─── Texto de leitura

No mesmo exercício financeiro, foi editada a Lei 10.720/03 (doc. 6), que abriu crédito suplementar para o Ministério do Planejamento, Orçamento e Gestão, no valor de R$ 23.417.000,00 (vinte e três milhões, quatrocentos e dezessete mil reais). Esse crédito foi destinado especificamente ao pagamento de indenização a anistiados políticos, mediante rubricas próprias[2].

No que diz respeito aos anistiados militares, a Lei 10.726/03, destinou crédito suplementar ao Ministério da Defesa, com a específica finalidade de promover o pagamento de indenização aos anistiados políticos militares (doc. 7). O valor total desse crédito consiste em R$ 24.000.000,00 (vinte e quatro milhões de reais), decorrentes de superávit orçamentário[3].

──────

● **Objetivo a**
Organize em CSV de duas colunas, "enunciado" e "resposta", todas as entradas desde o início até a linha que contém "x=541 y=450", inclusive, com uma linha para cada entrada e cada valor num único campo entre aspas, trocando as quebras de linha por espaços. Deixe as imagens fora da resposta.
O texto e as entradas são materiais independentes entre si.

─── Dados da tarefa

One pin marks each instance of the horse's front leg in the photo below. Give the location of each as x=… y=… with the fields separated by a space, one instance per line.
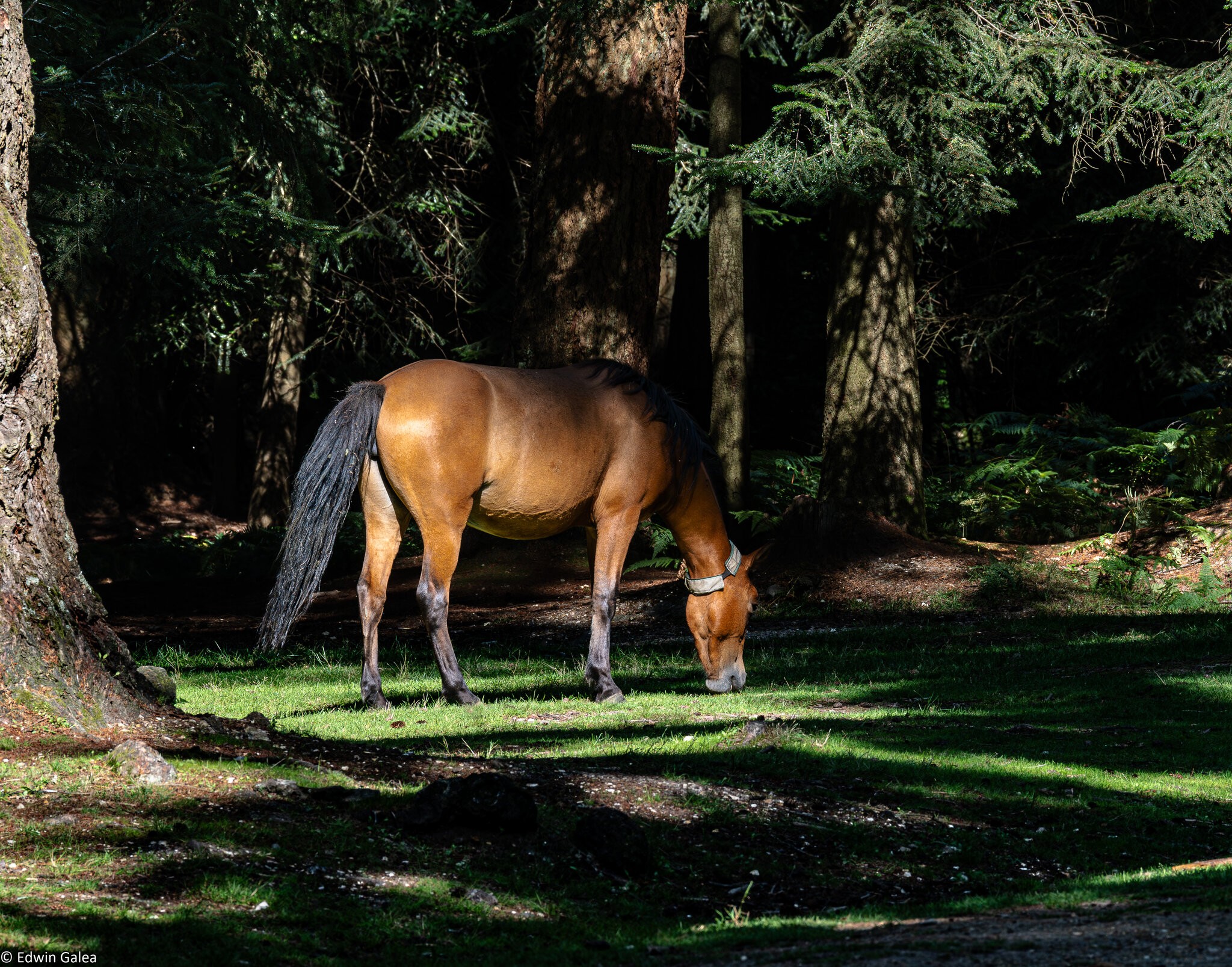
x=385 y=519
x=610 y=546
x=443 y=541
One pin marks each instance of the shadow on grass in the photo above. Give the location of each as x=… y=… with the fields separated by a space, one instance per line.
x=1007 y=773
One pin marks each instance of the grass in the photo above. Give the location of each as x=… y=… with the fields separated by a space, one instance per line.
x=912 y=768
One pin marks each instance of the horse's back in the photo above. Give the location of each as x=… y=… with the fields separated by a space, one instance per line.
x=541 y=450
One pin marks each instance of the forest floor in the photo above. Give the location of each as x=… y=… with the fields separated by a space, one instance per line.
x=960 y=755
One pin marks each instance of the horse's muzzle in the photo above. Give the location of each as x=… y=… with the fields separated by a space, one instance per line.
x=727 y=682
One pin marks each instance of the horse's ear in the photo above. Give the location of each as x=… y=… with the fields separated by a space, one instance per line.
x=751 y=560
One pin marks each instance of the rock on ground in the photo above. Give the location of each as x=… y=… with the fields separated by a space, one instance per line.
x=161 y=681
x=615 y=842
x=286 y=788
x=138 y=761
x=487 y=801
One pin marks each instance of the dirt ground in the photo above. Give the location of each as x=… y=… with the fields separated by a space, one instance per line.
x=1109 y=936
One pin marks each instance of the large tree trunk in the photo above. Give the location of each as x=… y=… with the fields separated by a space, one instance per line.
x=280 y=394
x=591 y=280
x=873 y=425
x=727 y=349
x=57 y=652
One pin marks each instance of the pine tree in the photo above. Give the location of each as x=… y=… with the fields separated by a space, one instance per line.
x=912 y=120
x=727 y=347
x=57 y=650
x=591 y=280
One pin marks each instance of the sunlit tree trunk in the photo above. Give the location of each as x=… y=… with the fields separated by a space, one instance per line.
x=280 y=394
x=57 y=650
x=591 y=280
x=873 y=433
x=727 y=349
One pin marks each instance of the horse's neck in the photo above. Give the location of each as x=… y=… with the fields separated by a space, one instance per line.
x=698 y=525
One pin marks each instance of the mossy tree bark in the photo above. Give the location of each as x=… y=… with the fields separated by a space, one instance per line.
x=873 y=435
x=591 y=280
x=727 y=347
x=57 y=650
x=279 y=415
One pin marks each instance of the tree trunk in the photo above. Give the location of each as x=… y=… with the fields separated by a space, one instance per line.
x=599 y=212
x=873 y=425
x=57 y=652
x=280 y=394
x=727 y=349
x=224 y=442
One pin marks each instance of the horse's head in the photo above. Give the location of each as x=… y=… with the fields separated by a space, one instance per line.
x=717 y=621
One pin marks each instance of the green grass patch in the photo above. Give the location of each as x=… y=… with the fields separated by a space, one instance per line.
x=954 y=765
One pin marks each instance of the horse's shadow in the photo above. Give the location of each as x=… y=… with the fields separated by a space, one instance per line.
x=429 y=697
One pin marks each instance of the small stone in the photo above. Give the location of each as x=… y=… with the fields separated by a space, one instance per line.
x=280 y=788
x=161 y=683
x=140 y=761
x=342 y=794
x=615 y=842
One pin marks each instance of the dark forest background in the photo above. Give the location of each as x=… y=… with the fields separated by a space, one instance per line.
x=190 y=165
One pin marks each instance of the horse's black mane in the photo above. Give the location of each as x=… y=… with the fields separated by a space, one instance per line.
x=686 y=437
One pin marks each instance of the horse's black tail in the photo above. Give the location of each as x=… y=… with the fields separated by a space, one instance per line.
x=324 y=486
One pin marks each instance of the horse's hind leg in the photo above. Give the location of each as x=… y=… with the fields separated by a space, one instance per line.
x=608 y=550
x=385 y=519
x=443 y=540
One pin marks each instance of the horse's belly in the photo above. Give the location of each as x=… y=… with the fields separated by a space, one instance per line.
x=523 y=514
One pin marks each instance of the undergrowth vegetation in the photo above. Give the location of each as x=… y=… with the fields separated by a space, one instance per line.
x=1038 y=480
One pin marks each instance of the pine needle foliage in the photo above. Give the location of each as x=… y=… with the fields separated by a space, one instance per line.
x=944 y=102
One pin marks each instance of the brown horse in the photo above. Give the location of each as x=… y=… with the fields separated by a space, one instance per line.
x=518 y=454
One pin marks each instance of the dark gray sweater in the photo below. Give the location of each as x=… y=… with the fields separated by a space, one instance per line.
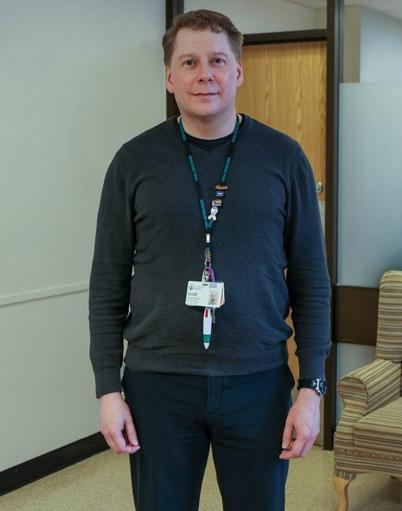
x=150 y=242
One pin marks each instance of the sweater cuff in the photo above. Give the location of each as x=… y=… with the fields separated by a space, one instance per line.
x=312 y=366
x=107 y=381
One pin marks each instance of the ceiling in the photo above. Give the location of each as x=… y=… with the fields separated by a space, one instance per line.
x=390 y=7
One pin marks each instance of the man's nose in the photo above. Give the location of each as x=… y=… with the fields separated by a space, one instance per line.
x=205 y=74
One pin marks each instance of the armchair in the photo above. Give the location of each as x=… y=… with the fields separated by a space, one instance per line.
x=368 y=437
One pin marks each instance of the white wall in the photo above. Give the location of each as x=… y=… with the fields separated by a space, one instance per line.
x=370 y=210
x=381 y=47
x=255 y=16
x=79 y=79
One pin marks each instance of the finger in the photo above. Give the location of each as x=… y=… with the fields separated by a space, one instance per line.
x=131 y=432
x=130 y=448
x=307 y=447
x=287 y=435
x=294 y=451
x=109 y=441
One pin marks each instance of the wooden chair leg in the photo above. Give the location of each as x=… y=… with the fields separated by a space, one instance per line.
x=341 y=488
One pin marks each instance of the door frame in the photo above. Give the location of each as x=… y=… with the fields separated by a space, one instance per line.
x=333 y=36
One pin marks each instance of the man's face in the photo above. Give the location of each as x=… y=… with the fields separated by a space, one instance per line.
x=203 y=73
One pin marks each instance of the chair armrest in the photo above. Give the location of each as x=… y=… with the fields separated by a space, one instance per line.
x=362 y=391
x=371 y=386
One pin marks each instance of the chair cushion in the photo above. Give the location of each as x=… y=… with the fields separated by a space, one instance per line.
x=380 y=432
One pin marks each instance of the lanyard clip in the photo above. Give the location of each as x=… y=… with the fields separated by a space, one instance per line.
x=207 y=254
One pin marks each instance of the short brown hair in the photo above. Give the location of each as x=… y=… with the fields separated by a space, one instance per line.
x=202 y=19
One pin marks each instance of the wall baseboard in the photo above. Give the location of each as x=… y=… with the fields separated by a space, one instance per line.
x=32 y=470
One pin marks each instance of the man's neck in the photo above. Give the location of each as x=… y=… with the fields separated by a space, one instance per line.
x=208 y=127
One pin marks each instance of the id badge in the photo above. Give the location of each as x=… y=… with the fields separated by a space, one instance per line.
x=205 y=294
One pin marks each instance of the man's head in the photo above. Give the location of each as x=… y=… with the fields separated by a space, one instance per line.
x=202 y=51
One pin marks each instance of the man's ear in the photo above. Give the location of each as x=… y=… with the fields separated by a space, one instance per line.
x=169 y=84
x=240 y=76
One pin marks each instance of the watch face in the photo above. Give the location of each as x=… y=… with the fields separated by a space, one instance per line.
x=322 y=386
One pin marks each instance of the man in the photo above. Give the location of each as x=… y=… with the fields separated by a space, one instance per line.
x=208 y=202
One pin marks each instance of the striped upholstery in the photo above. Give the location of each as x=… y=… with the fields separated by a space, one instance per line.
x=369 y=434
x=389 y=330
x=362 y=391
x=380 y=432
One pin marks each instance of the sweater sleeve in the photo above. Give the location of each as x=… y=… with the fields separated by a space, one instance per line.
x=307 y=274
x=109 y=285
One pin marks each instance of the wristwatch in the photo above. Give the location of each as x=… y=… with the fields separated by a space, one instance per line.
x=317 y=384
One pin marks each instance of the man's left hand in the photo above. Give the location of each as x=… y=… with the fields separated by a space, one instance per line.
x=304 y=419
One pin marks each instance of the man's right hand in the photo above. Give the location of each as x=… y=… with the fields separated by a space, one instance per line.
x=117 y=424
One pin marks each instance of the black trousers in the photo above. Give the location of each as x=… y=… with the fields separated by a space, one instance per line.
x=179 y=416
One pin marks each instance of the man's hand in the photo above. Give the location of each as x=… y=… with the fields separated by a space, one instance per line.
x=117 y=424
x=304 y=419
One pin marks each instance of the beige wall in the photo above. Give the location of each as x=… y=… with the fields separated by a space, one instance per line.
x=82 y=78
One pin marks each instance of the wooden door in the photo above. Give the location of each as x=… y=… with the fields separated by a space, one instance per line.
x=285 y=87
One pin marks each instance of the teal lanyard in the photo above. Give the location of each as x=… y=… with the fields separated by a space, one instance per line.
x=220 y=189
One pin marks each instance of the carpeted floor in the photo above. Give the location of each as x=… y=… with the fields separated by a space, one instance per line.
x=102 y=483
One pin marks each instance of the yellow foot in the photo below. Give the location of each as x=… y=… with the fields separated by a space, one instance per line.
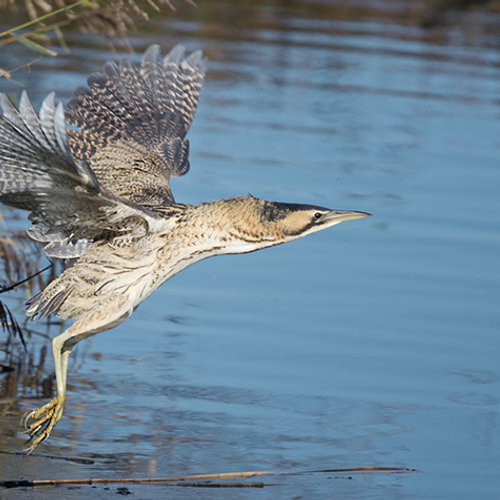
x=44 y=419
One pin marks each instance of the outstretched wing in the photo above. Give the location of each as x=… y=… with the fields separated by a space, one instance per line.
x=131 y=123
x=69 y=208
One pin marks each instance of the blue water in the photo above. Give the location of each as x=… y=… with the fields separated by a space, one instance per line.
x=375 y=343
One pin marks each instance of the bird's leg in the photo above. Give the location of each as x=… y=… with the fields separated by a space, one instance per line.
x=44 y=418
x=103 y=316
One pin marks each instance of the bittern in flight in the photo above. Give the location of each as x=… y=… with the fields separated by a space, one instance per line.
x=98 y=193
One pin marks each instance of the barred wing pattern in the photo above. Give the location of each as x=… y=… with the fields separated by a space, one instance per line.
x=69 y=208
x=130 y=124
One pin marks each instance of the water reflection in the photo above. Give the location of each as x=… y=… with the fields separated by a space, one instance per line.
x=369 y=345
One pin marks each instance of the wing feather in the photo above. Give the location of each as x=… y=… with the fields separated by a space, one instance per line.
x=130 y=123
x=69 y=207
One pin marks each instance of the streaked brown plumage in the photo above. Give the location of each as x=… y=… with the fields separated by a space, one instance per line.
x=98 y=192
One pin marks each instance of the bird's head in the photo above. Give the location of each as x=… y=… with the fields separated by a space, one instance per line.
x=254 y=223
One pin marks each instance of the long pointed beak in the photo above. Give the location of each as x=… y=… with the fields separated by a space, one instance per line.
x=336 y=216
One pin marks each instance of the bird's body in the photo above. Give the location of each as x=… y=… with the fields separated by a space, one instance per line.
x=98 y=193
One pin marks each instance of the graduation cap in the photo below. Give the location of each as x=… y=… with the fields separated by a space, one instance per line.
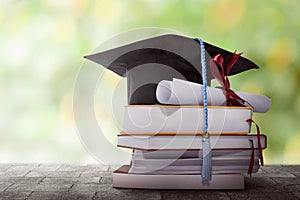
x=146 y=62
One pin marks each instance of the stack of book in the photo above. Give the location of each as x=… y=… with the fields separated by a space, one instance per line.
x=163 y=122
x=167 y=147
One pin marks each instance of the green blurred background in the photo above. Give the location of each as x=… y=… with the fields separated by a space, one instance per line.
x=43 y=42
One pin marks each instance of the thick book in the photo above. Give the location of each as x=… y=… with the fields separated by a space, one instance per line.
x=194 y=169
x=235 y=161
x=121 y=179
x=178 y=154
x=184 y=142
x=163 y=119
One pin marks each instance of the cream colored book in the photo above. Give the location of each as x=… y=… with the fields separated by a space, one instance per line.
x=162 y=119
x=185 y=142
x=121 y=179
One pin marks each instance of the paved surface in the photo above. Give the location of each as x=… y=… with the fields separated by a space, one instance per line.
x=49 y=181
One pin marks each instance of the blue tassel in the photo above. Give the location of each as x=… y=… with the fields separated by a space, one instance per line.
x=206 y=162
x=206 y=147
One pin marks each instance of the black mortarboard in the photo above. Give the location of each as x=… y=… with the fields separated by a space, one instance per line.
x=145 y=63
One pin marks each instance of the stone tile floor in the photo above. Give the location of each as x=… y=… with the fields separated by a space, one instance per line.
x=59 y=181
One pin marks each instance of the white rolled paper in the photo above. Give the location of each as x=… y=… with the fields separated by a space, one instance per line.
x=180 y=92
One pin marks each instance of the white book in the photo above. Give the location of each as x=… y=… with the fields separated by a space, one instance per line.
x=121 y=179
x=183 y=142
x=185 y=119
x=188 y=162
x=175 y=154
x=192 y=169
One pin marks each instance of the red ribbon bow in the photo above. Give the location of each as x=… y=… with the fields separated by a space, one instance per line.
x=232 y=99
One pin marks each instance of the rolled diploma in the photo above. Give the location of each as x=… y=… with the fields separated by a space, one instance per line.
x=180 y=92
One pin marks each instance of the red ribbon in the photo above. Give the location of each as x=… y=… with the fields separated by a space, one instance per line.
x=232 y=99
x=250 y=168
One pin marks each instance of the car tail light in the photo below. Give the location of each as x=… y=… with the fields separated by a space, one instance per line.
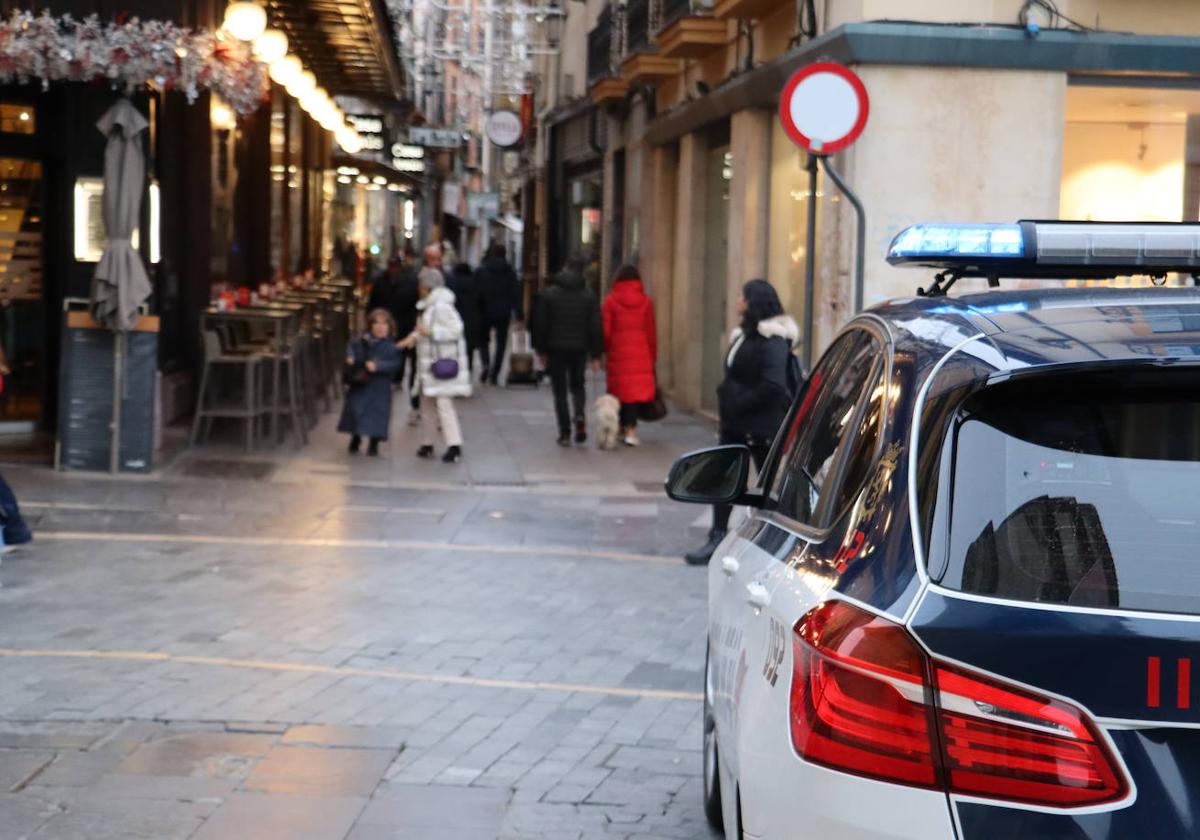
x=867 y=700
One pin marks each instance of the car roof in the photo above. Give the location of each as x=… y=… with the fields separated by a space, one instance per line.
x=1027 y=328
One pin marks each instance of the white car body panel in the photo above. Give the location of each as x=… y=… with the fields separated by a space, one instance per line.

──────

● **Objetivo b**
De acordo com o texto, qual foi o valor do crédito suplementar aberto pela Lei 10.720/03?

● **Resultado do exercício a**
enunciado,resposta
"One pin marks each instance of the horse's front leg in the photo below. Give the location of each as x=… y=… with the fields separated by a space, one instance per line.","x=385 y=519 x=610 y=546 x=443 y=541"
"One pin marks each instance of the shadow on grass in the photo above. Give the location of each as x=… y=… with the fields separated by a space, one instance per line.","x=1007 y=773"
"One pin marks each instance of the grass in the photo above. Give the location of each as x=… y=… with the fields separated by a space, one instance per line.","x=912 y=768"
"One pin marks each instance of the horse's back in the photo above. Give the location of each as x=… y=… with the fields separated by a space, one instance per line.","x=541 y=450"

● **Resultado do exercício b**
R$ 23.417.000,00 (vinte e três milhões, quatrocentos e dezessete mil reais).